Position annotation records

- - - -

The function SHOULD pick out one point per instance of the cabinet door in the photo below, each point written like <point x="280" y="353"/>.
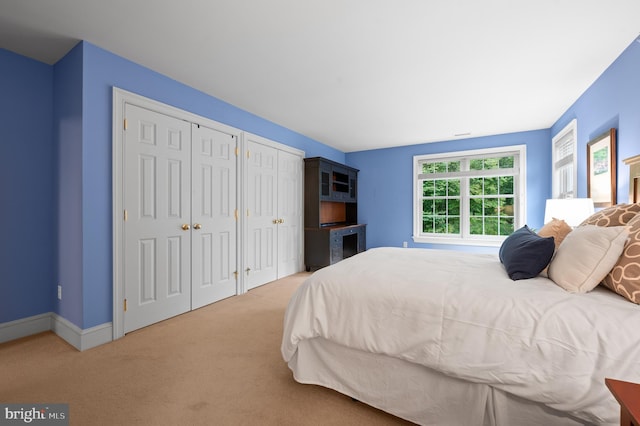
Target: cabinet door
<point x="339" y="183"/>
<point x="353" y="186"/>
<point x="325" y="182"/>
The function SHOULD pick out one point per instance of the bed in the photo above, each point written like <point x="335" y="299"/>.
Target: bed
<point x="449" y="338"/>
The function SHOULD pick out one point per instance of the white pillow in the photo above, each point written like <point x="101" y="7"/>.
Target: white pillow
<point x="586" y="256"/>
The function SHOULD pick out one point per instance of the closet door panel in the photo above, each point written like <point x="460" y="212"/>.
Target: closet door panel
<point x="157" y="198"/>
<point x="290" y="214"/>
<point x="261" y="250"/>
<point x="214" y="215"/>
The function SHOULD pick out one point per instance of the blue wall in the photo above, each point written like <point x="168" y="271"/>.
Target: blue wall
<point x="101" y="71"/>
<point x="613" y="100"/>
<point x="26" y="187"/>
<point x="67" y="134"/>
<point x="385" y="184"/>
<point x="55" y="169"/>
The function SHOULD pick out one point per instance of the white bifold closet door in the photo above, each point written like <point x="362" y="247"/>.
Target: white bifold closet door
<point x="274" y="213"/>
<point x="180" y="232"/>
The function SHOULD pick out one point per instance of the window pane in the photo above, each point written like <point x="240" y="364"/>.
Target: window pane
<point x="475" y="206"/>
<point x="476" y="225"/>
<point x="427" y="206"/>
<point x="506" y="185"/>
<point x="491" y="186"/>
<point x="453" y="206"/>
<point x="453" y="166"/>
<point x="506" y="162"/>
<point x="428" y="168"/>
<point x="453" y="223"/>
<point x="441" y="167"/>
<point x="453" y="187"/>
<point x="440" y="225"/>
<point x="490" y="207"/>
<point x="427" y="223"/>
<point x="475" y="164"/>
<point x="491" y="226"/>
<point x="491" y="163"/>
<point x="506" y="207"/>
<point x="428" y="188"/>
<point x="475" y="186"/>
<point x="506" y="226"/>
<point x="471" y="196"/>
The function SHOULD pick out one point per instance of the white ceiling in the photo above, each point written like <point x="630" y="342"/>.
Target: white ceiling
<point x="353" y="74"/>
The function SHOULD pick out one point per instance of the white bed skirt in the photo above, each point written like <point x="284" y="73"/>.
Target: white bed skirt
<point x="414" y="392"/>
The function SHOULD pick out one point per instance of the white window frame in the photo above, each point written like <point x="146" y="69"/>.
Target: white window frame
<point x="568" y="135"/>
<point x="465" y="238"/>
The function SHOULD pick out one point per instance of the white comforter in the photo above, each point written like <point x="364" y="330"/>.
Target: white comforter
<point x="460" y="314"/>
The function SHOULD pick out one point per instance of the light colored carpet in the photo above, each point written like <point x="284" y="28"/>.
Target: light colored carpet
<point x="218" y="365"/>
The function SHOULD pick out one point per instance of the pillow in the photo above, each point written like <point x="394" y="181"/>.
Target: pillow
<point x="617" y="215"/>
<point x="524" y="253"/>
<point x="586" y="256"/>
<point x="624" y="278"/>
<point x="557" y="228"/>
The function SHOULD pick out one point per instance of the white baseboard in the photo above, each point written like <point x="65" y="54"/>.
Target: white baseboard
<point x="71" y="333"/>
<point x="25" y="327"/>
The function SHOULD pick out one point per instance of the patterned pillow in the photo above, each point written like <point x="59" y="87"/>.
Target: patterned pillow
<point x="586" y="256"/>
<point x="624" y="278"/>
<point x="617" y="215"/>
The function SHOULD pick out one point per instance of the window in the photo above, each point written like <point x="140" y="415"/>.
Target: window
<point x="469" y="197"/>
<point x="564" y="155"/>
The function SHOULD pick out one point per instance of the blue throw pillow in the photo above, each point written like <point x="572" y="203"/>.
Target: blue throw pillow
<point x="525" y="254"/>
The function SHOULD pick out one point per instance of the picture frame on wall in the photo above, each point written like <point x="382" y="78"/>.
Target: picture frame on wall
<point x="601" y="169"/>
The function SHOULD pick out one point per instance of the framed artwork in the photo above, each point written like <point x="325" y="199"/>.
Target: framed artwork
<point x="601" y="169"/>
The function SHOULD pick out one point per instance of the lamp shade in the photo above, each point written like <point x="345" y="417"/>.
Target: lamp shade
<point x="571" y="210"/>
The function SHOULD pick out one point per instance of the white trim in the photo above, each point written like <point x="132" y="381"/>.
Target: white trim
<point x="81" y="339"/>
<point x="489" y="241"/>
<point x="71" y="333"/>
<point x="25" y="327"/>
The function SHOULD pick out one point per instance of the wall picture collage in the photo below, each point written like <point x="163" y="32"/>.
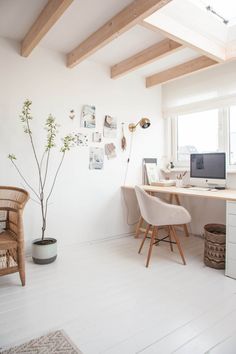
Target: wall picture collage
<point x="109" y="131"/>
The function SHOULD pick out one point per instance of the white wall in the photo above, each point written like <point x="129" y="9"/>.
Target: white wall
<point x="215" y="86"/>
<point x="87" y="205"/>
<point x="212" y="84"/>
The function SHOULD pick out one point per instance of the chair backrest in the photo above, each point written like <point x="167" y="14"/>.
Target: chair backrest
<point x="12" y="203"/>
<point x="13" y="197"/>
<point x="156" y="212"/>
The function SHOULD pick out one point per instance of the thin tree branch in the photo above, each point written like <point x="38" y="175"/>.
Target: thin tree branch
<point x="53" y="184"/>
<point x="18" y="170"/>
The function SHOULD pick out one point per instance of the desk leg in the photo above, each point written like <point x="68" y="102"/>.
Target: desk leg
<point x="178" y="203"/>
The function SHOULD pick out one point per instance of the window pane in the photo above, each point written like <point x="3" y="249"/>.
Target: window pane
<point x="197" y="133"/>
<point x="232" y="136"/>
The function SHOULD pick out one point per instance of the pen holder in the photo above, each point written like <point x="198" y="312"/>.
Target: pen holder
<point x="179" y="183"/>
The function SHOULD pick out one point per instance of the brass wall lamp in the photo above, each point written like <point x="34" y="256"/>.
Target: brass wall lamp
<point x="143" y="122"/>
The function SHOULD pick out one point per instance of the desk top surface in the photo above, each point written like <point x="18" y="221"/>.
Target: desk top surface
<point x="226" y="194"/>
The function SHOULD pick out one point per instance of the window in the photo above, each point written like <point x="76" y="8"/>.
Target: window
<point x="211" y="130"/>
<point x="232" y="135"/>
<point x="197" y="133"/>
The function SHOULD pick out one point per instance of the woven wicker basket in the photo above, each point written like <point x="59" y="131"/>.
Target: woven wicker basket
<point x="214" y="253"/>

- - - -

Aim of the task: Print the listing above in full, exactly as written. Omit any pictures.

Response to this task:
The function SHOULD pick out one point per instance of the cabinet door in the photo below, each point written like <point x="280" y="353"/>.
Target: cabinet door
<point x="339" y="183"/>
<point x="353" y="186"/>
<point x="325" y="182"/>
The function SHOULD pick out one point per instance of the bed in the photo above, each point written like <point x="335" y="299"/>.
Target: bed
<point x="449" y="338"/>
The function SHOULD pick out one point per instance of the white pillow in the photo above, each point written like <point x="101" y="7"/>.
Target: white pillow
<point x="586" y="256"/>
The function SHOULD pick out one point per instance of the closet door panel in the photo above, each point written like <point x="460" y="212"/>.
Target: closet door panel
<point x="157" y="198"/>
<point x="290" y="214"/>
<point x="261" y="250"/>
<point x="214" y="215"/>
The function SHOULD pick out one point per instance of the blue wall in the photo above, each point written like <point x="168" y="271"/>.
Target: blue wall
<point x="101" y="71"/>
<point x="613" y="100"/>
<point x="26" y="187"/>
<point x="67" y="134"/>
<point x="385" y="184"/>
<point x="55" y="169"/>
The function SHOULD pick out one point per instance of the white bifold closet door in the photo above, each point written like <point x="362" y="247"/>.
Target: white bifold closet door
<point x="274" y="213"/>
<point x="180" y="232"/>
The function SHOULD pick out one point per instance of the window pane in the photo above, each point written like <point x="240" y="364"/>.
Target: window pane
<point x="475" y="206"/>
<point x="476" y="225"/>
<point x="427" y="206"/>
<point x="506" y="185"/>
<point x="491" y="186"/>
<point x="453" y="206"/>
<point x="453" y="166"/>
<point x="506" y="162"/>
<point x="428" y="168"/>
<point x="453" y="223"/>
<point x="441" y="167"/>
<point x="453" y="187"/>
<point x="440" y="225"/>
<point x="490" y="207"/>
<point x="427" y="223"/>
<point x="475" y="164"/>
<point x="491" y="226"/>
<point x="491" y="163"/>
<point x="506" y="207"/>
<point x="428" y="188"/>
<point x="475" y="186"/>
<point x="506" y="226"/>
<point x="471" y="196"/>
The function SHOULD pick out one point per instance of the white ceiling in the photo above, each point written like <point x="630" y="342"/>.
Target: white ceiling
<point x="353" y="74"/>
The function SHOULD pick out one point per instance of the white bed skirt in the photo above, each point written like <point x="284" y="73"/>.
Target: white bed skirt
<point x="414" y="392"/>
The function SHOULD pick out one point per instance of the white window frame in the photo above, each point written like <point x="146" y="69"/>.
Target: white window frame
<point x="568" y="135"/>
<point x="465" y="238"/>
The function SHOULD pick out one point per instance of the white comforter in the photo above, each point written like <point x="364" y="330"/>.
Target: white comforter
<point x="460" y="314"/>
The function SHOULD pick out one point per instance of the light colored carpet in the photo above, each point written like <point x="284" y="28"/>.
Target: light colored carpet
<point x="218" y="365"/>
The function SHOULD pick out one point per instance of the pillow in the photo above, each point written like <point x="394" y="181"/>.
Target: pillow
<point x="617" y="215"/>
<point x="524" y="253"/>
<point x="586" y="256"/>
<point x="624" y="278"/>
<point x="557" y="228"/>
The function SHOULD pick out one point per instance of the white baseboard in the photo above, each point written like <point x="65" y="54"/>.
Target: white baseboard
<point x="71" y="333"/>
<point x="25" y="327"/>
The function SHOULD pick out one point per instance of the patterned pillow in the photo above, each point written like <point x="59" y="87"/>.
Target: patterned pillow
<point x="586" y="256"/>
<point x="624" y="278"/>
<point x="617" y="215"/>
The function SHOULD pick out one point per instance of the window in the photo above, each point written like <point x="140" y="415"/>.
Target: window
<point x="469" y="197"/>
<point x="564" y="155"/>
The function SHOULD pick out one point per instance of the blue throw pillow in the photo above, each point written like <point x="572" y="203"/>.
Target: blue throw pillow
<point x="525" y="254"/>
The function SHOULD pick out one point per instance of the picture frame on wall in the photo above, each point written like <point x="382" y="78"/>.
Target: picture frame on wall
<point x="601" y="169"/>
The function SHOULD pick out one point per instance of the framed artwork in the photo above, each point written like <point x="325" y="199"/>.
Target: framed artwork
<point x="601" y="169"/>
The function SHOULD pick out one point per instance of the lamp shade in the photo above, each point written like <point x="345" y="417"/>.
Target: lamp shade
<point x="571" y="210"/>
The function SHOULD pick out one point per instance of the white trim in the photo above, each point written like <point x="132" y="381"/>.
Target: white trim
<point x="81" y="339"/>
<point x="489" y="241"/>
<point x="71" y="333"/>
<point x="25" y="327"/>
The function SHOULD pick out one point per instance of the wall picture collage in the photo below, each point written like <point x="163" y="32"/>.
Target: wall picture collage
<point x="109" y="131"/>
The function SHOULD pick out one point per instance of the white wall in the photo above, each point written like <point x="129" y="9"/>.
Target: white wall
<point x="215" y="86"/>
<point x="87" y="205"/>
<point x="212" y="84"/>
The function SHOULD pick out one point per instance of the chair backrest in the photo above, each point written like <point x="167" y="14"/>.
Target: chair backrest
<point x="12" y="203"/>
<point x="13" y="197"/>
<point x="156" y="212"/>
The function SHOULD pick out one point per instance of the thin tree branch in the photo above, each point written like <point x="38" y="175"/>.
Target: thin tree branch
<point x="53" y="184"/>
<point x="18" y="170"/>
The function SHOULD pick out one point per instance of the desk leg in the photo above, each point written like <point x="68" y="102"/>.
Target: desk leg
<point x="178" y="203"/>
The function SHOULD pick out one point per instance of the window pane in the photo above, each point written like <point x="3" y="249"/>.
Target: window pane
<point x="197" y="133"/>
<point x="232" y="136"/>
The function SHOULD pick out one point per instance of the pen holder in the photo above, each point written like <point x="198" y="312"/>.
Target: pen holder
<point x="179" y="183"/>
The function SHOULD pick out one point per instance of the brass wall lamp in the photo above, each point written like <point x="34" y="256"/>.
Target: brass wall lamp
<point x="143" y="122"/>
The function SHOULD pick out one point per instance of the desk top surface in the photo above, each point written like <point x="18" y="221"/>.
Target: desk top surface
<point x="226" y="194"/>
The function SHOULD pick out one point per instance of the window in the photo above, each point written like <point x="76" y="8"/>.
Target: window
<point x="211" y="130"/>
<point x="232" y="135"/>
<point x="197" y="133"/>
The function SHOULD pick out one point per instance of the woven wicker basket in the photo above, each point written like <point x="59" y="131"/>.
Target: woven wicker basket
<point x="214" y="253"/>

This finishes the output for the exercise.